SET TASK — How many lines in the material below contain the string "dark"? Case counts. Reply with the number alone.

SUPPLIED ENTRIES —
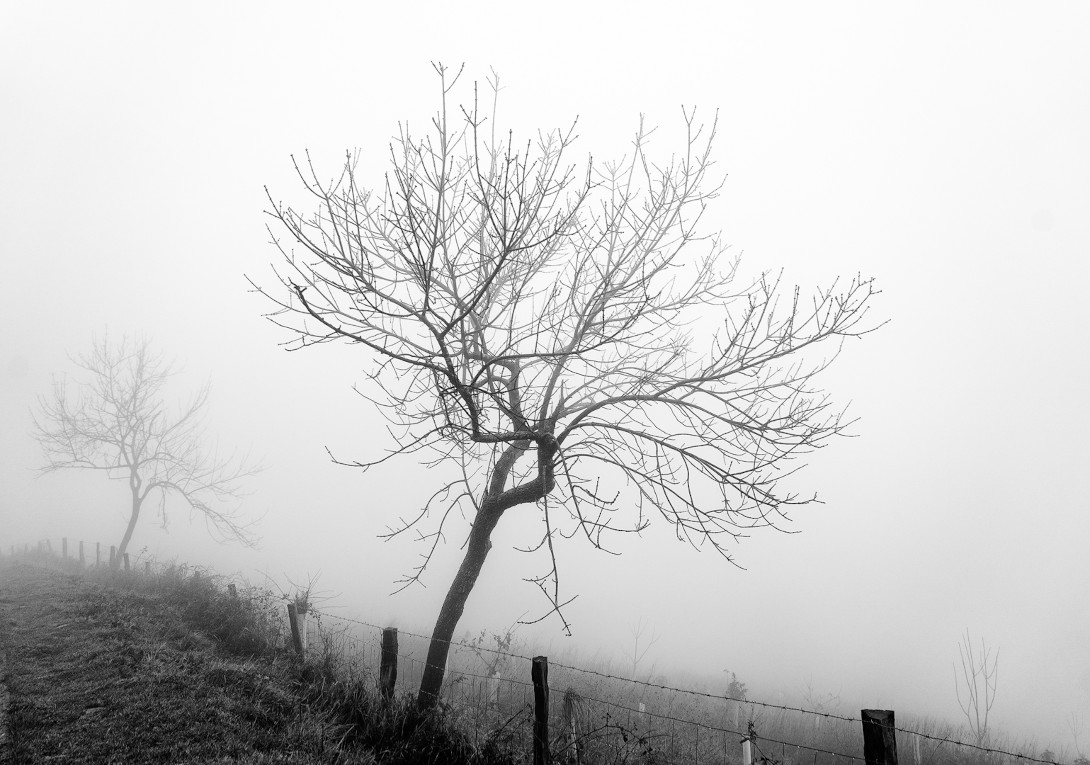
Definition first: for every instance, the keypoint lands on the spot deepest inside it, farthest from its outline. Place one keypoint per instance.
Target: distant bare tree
(547, 331)
(118, 423)
(644, 636)
(977, 681)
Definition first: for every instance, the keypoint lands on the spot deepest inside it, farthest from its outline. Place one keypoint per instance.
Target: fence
(568, 714)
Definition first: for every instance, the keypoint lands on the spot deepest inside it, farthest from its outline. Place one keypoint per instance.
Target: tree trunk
(129, 531)
(476, 550)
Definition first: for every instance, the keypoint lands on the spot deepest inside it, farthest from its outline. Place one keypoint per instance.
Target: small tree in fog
(117, 422)
(976, 684)
(546, 330)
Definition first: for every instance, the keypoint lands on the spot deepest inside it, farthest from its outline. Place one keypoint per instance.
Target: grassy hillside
(109, 667)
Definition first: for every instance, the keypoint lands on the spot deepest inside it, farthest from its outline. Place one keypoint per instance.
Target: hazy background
(942, 148)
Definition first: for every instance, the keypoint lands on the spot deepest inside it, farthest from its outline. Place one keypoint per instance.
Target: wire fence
(596, 716)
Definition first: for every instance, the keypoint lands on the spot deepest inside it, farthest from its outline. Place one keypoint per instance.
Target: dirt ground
(98, 674)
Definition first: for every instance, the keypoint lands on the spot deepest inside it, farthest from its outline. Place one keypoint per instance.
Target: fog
(941, 148)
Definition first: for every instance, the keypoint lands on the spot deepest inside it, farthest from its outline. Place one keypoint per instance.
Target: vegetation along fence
(566, 714)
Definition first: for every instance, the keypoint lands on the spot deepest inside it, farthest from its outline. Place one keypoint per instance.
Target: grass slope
(107, 674)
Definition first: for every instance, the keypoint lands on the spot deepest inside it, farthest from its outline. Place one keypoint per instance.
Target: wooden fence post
(295, 636)
(748, 743)
(880, 737)
(539, 672)
(388, 668)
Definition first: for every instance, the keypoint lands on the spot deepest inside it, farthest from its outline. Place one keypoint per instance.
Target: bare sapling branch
(117, 421)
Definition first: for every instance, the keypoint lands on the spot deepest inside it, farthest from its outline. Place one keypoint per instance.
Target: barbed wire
(715, 696)
(28, 549)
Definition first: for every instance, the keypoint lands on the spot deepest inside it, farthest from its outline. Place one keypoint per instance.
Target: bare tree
(547, 330)
(644, 636)
(977, 681)
(119, 424)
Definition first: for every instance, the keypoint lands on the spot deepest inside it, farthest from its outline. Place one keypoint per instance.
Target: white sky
(940, 147)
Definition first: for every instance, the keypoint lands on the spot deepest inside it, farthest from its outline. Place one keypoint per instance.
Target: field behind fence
(555, 712)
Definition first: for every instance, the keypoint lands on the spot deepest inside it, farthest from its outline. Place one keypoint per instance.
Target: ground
(103, 674)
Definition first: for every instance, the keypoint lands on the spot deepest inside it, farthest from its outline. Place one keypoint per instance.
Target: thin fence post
(880, 737)
(295, 636)
(748, 743)
(539, 672)
(388, 668)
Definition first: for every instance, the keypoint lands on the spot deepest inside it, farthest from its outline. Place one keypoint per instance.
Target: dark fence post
(748, 743)
(880, 737)
(297, 636)
(539, 672)
(388, 668)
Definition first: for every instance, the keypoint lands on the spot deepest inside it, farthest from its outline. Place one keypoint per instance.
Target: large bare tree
(119, 423)
(564, 335)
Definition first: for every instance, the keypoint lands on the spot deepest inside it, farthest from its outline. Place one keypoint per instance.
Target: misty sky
(943, 148)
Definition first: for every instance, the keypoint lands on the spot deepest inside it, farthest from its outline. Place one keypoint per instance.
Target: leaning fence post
(880, 737)
(295, 636)
(388, 668)
(748, 743)
(539, 672)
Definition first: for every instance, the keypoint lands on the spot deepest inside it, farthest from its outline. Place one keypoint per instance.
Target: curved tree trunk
(495, 502)
(129, 531)
(476, 550)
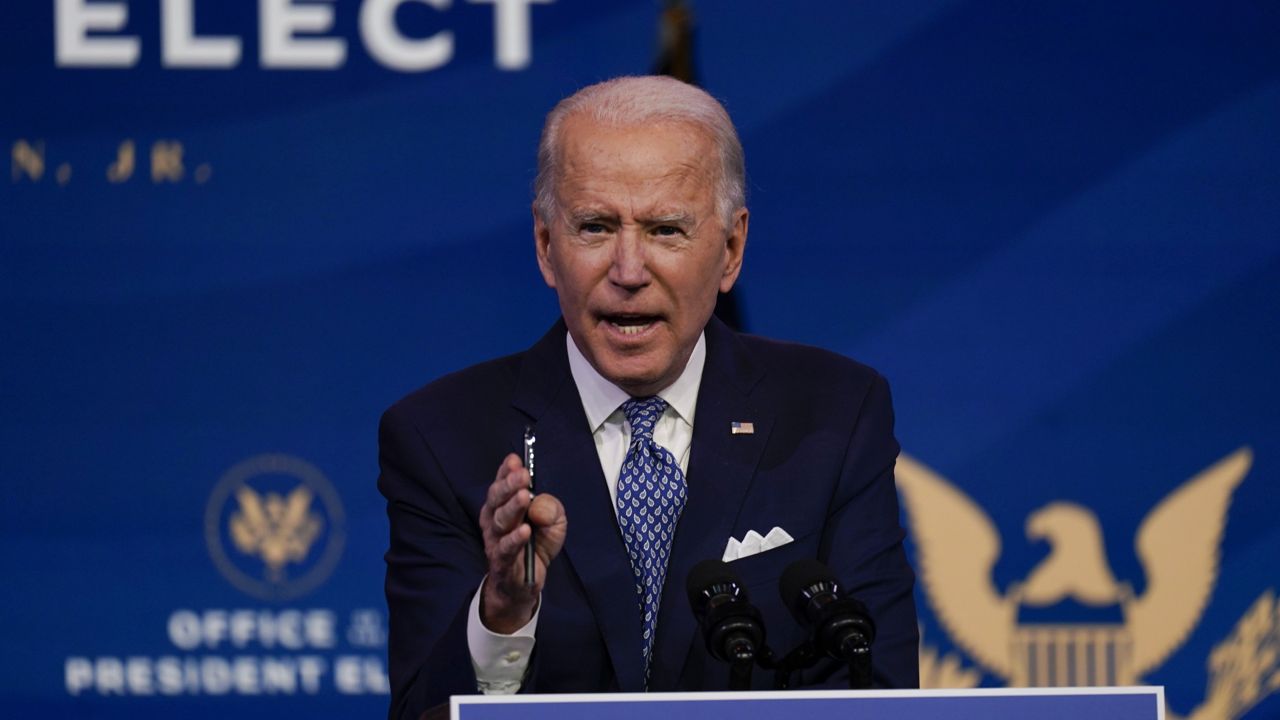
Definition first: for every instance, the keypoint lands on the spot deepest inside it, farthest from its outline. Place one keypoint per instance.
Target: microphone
(839, 624)
(731, 625)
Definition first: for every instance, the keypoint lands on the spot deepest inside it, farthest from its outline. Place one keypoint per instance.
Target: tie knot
(643, 414)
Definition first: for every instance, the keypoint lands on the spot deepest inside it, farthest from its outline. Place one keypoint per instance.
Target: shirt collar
(600, 397)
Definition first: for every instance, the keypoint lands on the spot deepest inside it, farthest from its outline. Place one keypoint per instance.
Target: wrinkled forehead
(594, 149)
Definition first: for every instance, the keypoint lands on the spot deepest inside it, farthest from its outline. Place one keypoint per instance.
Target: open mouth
(631, 324)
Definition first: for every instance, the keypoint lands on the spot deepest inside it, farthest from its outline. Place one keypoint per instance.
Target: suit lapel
(721, 466)
(568, 468)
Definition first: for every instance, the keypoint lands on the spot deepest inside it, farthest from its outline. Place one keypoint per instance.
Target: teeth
(631, 329)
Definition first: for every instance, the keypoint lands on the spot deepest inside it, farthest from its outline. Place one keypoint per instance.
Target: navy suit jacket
(819, 465)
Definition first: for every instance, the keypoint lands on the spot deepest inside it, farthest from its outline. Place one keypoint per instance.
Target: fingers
(507, 499)
(548, 515)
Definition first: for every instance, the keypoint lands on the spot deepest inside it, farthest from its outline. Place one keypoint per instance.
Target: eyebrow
(579, 217)
(671, 219)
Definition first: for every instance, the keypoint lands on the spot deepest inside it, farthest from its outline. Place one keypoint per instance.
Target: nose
(629, 267)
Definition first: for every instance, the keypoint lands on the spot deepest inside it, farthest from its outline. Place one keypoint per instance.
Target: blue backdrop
(1055, 227)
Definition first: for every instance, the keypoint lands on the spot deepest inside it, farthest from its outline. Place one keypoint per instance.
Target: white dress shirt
(501, 660)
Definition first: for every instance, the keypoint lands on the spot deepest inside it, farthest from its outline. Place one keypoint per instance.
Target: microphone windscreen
(800, 575)
(705, 574)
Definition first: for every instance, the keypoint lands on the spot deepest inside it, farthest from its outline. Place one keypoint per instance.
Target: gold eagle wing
(1179, 545)
(956, 548)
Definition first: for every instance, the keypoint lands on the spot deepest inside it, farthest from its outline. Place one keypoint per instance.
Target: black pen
(529, 465)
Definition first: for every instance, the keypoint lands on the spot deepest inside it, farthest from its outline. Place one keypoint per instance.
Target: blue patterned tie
(650, 496)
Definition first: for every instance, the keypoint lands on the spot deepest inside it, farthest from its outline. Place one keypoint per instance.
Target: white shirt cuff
(498, 660)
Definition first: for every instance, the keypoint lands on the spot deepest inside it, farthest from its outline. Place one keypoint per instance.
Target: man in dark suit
(662, 436)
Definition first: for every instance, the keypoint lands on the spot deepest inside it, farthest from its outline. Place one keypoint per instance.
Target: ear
(543, 249)
(735, 245)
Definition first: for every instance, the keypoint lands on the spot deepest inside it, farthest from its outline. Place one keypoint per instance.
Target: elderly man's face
(636, 250)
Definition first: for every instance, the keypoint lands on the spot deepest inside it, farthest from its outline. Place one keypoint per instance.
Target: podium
(1040, 703)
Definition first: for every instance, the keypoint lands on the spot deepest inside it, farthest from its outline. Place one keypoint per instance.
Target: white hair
(640, 100)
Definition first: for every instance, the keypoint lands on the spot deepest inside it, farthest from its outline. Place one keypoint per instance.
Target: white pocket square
(753, 543)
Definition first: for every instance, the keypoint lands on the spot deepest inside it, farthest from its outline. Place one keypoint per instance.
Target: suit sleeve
(434, 563)
(863, 545)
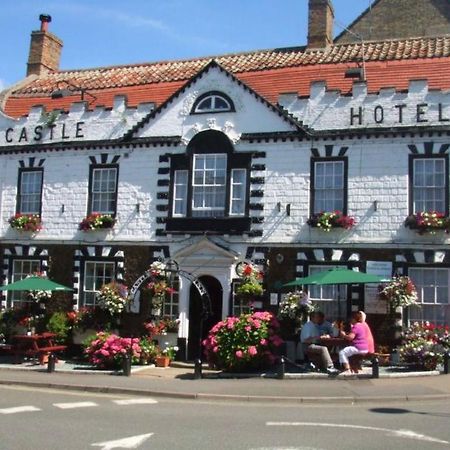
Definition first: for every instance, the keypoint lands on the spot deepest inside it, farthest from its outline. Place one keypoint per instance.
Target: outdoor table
(35, 345)
(334, 344)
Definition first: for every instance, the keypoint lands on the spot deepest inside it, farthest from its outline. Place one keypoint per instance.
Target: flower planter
(162, 361)
(167, 340)
(80, 335)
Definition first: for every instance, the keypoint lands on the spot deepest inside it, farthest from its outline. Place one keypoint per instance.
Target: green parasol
(35, 284)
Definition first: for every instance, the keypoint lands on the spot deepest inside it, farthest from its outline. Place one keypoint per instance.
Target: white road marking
(18, 409)
(397, 433)
(129, 442)
(74, 405)
(135, 401)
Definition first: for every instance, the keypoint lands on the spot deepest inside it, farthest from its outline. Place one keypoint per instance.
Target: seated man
(310, 339)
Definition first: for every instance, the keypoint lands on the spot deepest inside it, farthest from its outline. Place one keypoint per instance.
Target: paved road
(46, 419)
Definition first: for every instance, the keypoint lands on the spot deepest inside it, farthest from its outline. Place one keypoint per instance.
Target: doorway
(196, 335)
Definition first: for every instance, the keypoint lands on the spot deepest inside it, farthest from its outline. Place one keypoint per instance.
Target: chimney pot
(320, 23)
(45, 20)
(45, 49)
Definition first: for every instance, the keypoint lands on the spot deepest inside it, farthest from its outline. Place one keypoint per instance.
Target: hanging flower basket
(428, 222)
(251, 282)
(26, 222)
(399, 292)
(326, 221)
(97, 221)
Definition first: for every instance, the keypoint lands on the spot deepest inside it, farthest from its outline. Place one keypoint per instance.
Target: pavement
(177, 381)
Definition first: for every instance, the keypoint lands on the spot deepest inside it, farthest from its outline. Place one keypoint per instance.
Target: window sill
(225, 225)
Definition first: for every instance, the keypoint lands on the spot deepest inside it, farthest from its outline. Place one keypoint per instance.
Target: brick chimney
(320, 23)
(45, 49)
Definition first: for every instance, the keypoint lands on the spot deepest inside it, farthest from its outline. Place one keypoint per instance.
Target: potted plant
(26, 222)
(113, 297)
(293, 312)
(159, 286)
(423, 345)
(249, 341)
(428, 222)
(106, 350)
(167, 355)
(326, 221)
(97, 221)
(251, 282)
(400, 292)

FULL OUTPUT — 2